***** Passage provided

In the small but growing constellation of designers who treat fashion less like an industry and more like a controlled hallucination, 二の 君 Nino Kun operates as a quiet anomaly. Kun’s masks and sculptural headpieces drag the wearer into an altered state, dissolving identity into material.

The result is a fashion language built on spectral silhouettes and unnerving textures, wearable apparitions that reject the logic of traditional couture. The artist is not producing garments but creating symptoms.

His work feels grown rather than fabricated, as if the designer merely coaxed an organism into blooming at an inconvenient angle. This is Kun’s most striking instinct: that the body is not a stable surface. It’s a variable, a living pedestal. His pieces insist on new apertures, holes for vision, air, or expression, and if the original human architecture doesn’t fit, it’s the body that becomes the intruder.

**********
***** The data

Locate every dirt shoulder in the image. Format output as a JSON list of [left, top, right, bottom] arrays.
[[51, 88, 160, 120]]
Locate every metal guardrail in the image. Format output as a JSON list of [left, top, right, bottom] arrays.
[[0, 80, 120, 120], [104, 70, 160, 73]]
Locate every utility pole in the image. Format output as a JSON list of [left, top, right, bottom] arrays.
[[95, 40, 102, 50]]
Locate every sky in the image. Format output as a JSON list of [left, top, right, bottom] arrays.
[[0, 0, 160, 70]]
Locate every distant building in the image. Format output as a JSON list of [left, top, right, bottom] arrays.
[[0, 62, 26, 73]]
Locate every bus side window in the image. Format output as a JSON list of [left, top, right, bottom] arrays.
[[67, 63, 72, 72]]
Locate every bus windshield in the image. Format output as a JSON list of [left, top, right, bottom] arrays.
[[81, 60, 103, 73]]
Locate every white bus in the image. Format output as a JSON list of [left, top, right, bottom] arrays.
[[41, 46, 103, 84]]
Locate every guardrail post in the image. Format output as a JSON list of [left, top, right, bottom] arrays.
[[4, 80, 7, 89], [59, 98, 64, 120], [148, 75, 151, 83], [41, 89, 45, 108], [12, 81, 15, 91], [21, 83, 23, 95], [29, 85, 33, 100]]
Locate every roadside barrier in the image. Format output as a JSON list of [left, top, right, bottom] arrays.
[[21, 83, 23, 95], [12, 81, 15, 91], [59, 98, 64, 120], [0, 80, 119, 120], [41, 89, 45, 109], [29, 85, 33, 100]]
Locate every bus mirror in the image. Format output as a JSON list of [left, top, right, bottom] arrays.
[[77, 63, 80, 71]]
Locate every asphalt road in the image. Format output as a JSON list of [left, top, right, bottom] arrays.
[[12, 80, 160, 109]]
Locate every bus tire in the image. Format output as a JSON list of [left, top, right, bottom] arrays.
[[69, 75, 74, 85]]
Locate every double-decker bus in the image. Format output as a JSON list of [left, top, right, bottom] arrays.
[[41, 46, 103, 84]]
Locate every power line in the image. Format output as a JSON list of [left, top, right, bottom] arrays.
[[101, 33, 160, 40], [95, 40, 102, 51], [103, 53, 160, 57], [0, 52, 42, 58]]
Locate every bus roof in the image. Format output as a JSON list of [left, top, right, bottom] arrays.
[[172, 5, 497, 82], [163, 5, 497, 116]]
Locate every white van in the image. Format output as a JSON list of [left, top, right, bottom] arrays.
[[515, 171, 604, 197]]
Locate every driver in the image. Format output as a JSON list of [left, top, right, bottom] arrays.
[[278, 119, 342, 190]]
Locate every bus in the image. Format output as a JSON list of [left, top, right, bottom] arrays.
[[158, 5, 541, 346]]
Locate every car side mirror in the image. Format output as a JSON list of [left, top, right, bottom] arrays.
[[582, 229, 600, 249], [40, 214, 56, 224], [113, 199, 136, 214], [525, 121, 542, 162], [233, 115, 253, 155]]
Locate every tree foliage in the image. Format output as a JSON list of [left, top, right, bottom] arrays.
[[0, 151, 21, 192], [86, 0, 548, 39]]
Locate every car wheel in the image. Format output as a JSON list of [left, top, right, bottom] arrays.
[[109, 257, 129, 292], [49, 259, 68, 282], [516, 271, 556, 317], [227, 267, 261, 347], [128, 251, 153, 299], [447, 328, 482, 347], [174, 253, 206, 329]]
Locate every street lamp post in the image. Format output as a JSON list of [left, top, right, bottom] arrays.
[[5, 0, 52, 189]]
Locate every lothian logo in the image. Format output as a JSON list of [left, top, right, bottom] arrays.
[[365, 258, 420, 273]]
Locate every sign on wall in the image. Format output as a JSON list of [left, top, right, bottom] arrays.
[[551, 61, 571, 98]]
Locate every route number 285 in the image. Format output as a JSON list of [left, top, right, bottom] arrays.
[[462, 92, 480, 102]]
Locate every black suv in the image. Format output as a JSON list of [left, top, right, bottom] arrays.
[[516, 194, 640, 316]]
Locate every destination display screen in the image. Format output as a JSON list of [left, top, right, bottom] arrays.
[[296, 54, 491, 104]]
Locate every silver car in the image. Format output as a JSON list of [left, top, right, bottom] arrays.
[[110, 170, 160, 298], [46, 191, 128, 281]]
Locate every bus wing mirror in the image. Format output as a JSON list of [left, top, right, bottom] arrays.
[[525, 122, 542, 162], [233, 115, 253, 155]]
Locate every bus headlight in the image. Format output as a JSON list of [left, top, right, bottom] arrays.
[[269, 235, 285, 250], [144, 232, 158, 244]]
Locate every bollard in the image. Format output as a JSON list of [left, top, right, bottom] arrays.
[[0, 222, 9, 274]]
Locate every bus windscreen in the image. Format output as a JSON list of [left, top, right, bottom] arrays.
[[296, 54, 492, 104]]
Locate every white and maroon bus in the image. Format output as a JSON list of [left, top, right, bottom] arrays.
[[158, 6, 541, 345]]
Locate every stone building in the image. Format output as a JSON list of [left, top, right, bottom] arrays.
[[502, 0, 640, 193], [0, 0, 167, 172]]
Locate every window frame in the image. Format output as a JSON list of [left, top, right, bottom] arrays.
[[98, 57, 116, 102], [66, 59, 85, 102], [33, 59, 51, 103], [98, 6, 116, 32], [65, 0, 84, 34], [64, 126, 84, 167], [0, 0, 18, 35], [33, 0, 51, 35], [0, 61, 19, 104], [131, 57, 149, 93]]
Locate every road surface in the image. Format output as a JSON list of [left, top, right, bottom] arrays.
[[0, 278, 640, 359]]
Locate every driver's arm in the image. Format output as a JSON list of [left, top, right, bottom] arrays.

**********

## Exercise tasks
**A.** According to the passage on Nino Kun, what do his pieces insist on?
**B.** Carry on the passage on Nino Kun from its last sentence.
The listing above stands apart from the passage on Nino Kun.

## Numbered answers
**A.** New apertures: holes for vision, air, or expression.

**B.**
Then there are the translucent veils, those turbulent sheets of mesh frozen mid-storm. They resemble fabric in the same way a fossil resembles a living creature: recognizable, but no longer obedient. The material carries movement even when still, as though the wind isn’t external but trapped inside the weave, pacing like a restless animal.

In one sculpture, the suggestion of a face is embedded deep within the folds, not sculpted with pride but trapped like a smothered memory trying to surface. Kun seems to understand that opacity is less interesting than the threat of visibility, the tension between what is revealed and what refuses to appear.

These ghostly constructs hover just beyond the threshold of fashion, functioning instead like atmospheric anomalies: the shape of breath, the silhouette of touch, the wake of a gesture long after the gesture has disappeared.

Fashion has become fluent in spectacle, but Kun’s approach sidesteps spectacle entirely. His work feels like private mythology made public, the kind of vision that forms when someone has spent too long in silence with their own obsessions. It rejects the current era of glossy futurism and cynical nostalgia. Instead, it points toward something less categorizable: a future where garments behave like sentient topographies.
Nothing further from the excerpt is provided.